To do:
1) Decide whether each statement (a), (b), and (c) agrees with the stock portfolio text below, answering yes or no and quoting the deciding words. (a) The first Tesla purchase was made on 3/12/2020 at $111.30. (b) An asterisk marks a position whose capital investment was sold. (c) The Wednesday buy order for Canopy filled at $29.53.
2) Carry on the stock portfolio text below, picking up after its final sentence.

Source document:

● ● ● ● ● ● ●

Current Position Performance

Canopy (CGC)


1st Buy 5/24/2018 @ $29.53
Current Per-Share: $1.95

Square (SQ)


1st Buy 8/5/2016 @ $11.10
Current Per-Share: (-$146.20)*

Logitech (LOGI)


1st Buy 11/11/2016 @ $24.20
Current Per-Share: (-$2.29)*

Apple (AAPL)


1st Buy 4/18/2013 @ $14.17
Current Per-Share: (-$45.02)*

Boeing (BA)


1st Buy 2/14/2012 @ $79.58
Current Per-Share: (-$327.16)*

Tesla (TSLA)


1st Buy 3/12/2020 @ $111.30
Current Per-Share: (-$117.85)*

Nvidia (NVDA)


1st Buy 9/6/2016 @ $63.10
Current Per-Share:  (-$102.76)*

Nike (NKE)


1st Buy 2/14/2012 @ $26.71
Current Per-Share: (-$24.71)*



1st Buy 7/26/2017 @ $167.29
Current Per-Share: (-$32.76)*

Disney (DIS)


1st Buy 2/14/2012 @ $41.70
Current Per-Share: (-$0.04)*

Amazon (AMZN)


1st Buy 2/6/2018 @ $1,382.96
Current Per-Share: -($4,999.10)*

Twilio (TWLO)


1st Buy 8/8/2019 @ $125.71
Current Per-Share: (-$16.25)*

GW Pharm (GWPH)


1st Buy 7/25/2018 @ $142.28
Current Per-Share: (-$1.20)*

Take Two (TTWO)


1st Buy 10/9/2018 @ $128.40
Current Per-Share: -($19.95)*

Skyworks (SWKS)


1st Buy 1/31/2020 @ $113.60
Current Per-Share: $79.04

JP Morgan (JPM)


1st Buy 10/26/2017 @ $102.30
Current Per-Share: $75.60

Salesforce (CRM)


1st Buy 6/11/2018 @ $134.05
Current Per-Share: $115.20



1st Buy 11/6/2018 @ $120.87
Current Per-Share: $69.80

Dow (DOW)


1st Buy 5/13/2019 @ $53.18
Current Per-Share: $35.46

Berkshire (BRK.B)


1st Buy 8/2/2019 @ $199.96
Current Per-Share: $163.97

Coinbase (COIN)


1st Buy 4/14/2021 @ $412.47
Current Per-Share: $384.45

* Indicates a position where the capital investment was sold.
Profit % for * positions = Total Profit / Starting Capital Investment

A negative share price indicates the dollar amount of profit for each share currently held.

This Week’s Moves

Canopy Growth Corp (CGC): Added to Position

The Stock Market Fashion Show has definitely moved on from the cannabis stocks as Canopy Growth Corporation (CGC) continued to sell off even after getting hit hard last week. On Wednesday, I decided to put some capital back into the position with a buy order which filled at $27.70.

● ● ● ● ● ● ●

Stored data
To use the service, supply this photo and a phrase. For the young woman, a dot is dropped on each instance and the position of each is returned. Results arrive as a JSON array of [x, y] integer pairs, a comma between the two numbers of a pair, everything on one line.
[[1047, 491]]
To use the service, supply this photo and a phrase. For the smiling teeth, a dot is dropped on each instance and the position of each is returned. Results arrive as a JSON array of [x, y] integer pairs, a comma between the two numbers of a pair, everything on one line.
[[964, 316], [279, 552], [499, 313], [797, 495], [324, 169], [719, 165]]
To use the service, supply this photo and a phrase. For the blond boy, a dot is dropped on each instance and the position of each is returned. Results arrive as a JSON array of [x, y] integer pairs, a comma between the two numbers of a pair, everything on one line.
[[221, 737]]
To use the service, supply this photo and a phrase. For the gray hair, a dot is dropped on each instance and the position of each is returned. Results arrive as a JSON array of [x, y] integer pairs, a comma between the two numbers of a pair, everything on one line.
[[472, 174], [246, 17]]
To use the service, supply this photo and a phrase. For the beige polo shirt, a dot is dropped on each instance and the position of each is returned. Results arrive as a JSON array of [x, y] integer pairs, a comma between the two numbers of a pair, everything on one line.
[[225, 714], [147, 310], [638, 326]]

● ● ● ● ● ● ●

Set of answers:
1)
(a) Yes: "1st Buy 3/12/2020 @ $111.30"
(b) Yes: "* Indicates a position where the capital investment was sold."
(c) No: "a buy order which filled at $27.70"

2)
Unlike 2018-2020 where I added to CGC on the way down, eventually raising my per-share cost above CGC’s value as it dropped to $9.00 a share at its bottom in March, I’m being much more conservative this time around.

Wednesday’s buy replaced only 1/8 of the shares I sold for $43.81 on Feb 11 of this year, locking in a 36.77% discount and giving me a cost of $1.95 per share.

From here, my next buy target is much lower at $19.40. If Canopy finds significant support before dropping to that level, I’ll raise my target, but, as I said, I’ve been to this rodeo before and won’t make the same mistakes I made last time. (I’ll make all new ones!)

My sell target to once again remove all of my capital from this position is around $54-$54.25, slightly less than the $56.48 high that the Reddit crowd hit earlier this year.

CGC closed the week at $27.80, up +0.36% from where I added Wednesday. 

Coinbase (COIN): *New Position*

Coinbase (COIN), the cryptocurrency exchange which allows users to trade Bitcoin, Ether, and a variety of other altcoins, came public through a direct listing on Wednesday. Although I hold Bitcoin, I like the idea of playing the entire crypto space without having to worry about potential wallet hacks, so I decided to add COIN to my Speculative Basket.

The Speculative Basket now holds seven companies: Amazon (AMZN), Berkshire-Hathaway (BRK.B), IBM (IBM), Salesforce (CRM), Take Two (TTWO), Twilio (TWLO), and, of course, now Coinbase (COIN).

Usually, I don’t buy a position the day it comes public on the markets as most issues see extreme volatility on their first day of trading, and Coinbase was certainly no different. While its “reference price” (the price it’s “supposedly” starting at) was $250.00, COIN came public at $381.

What’s the difference between an IPO and a Direct Listing?
Whereas in an Initial Public Offering (IPO), a handful of lucky investors and firms do have the opportunity to buy the stock at the IPO or “offering price,” in a Direct Listing, there is no pre-buying so the company offers a “reference price.” The reference price is a rough estimate of what a stock might be valued at, but since no shares trade hands at the reference price, the true starting price for a Direct Listing is its opening price.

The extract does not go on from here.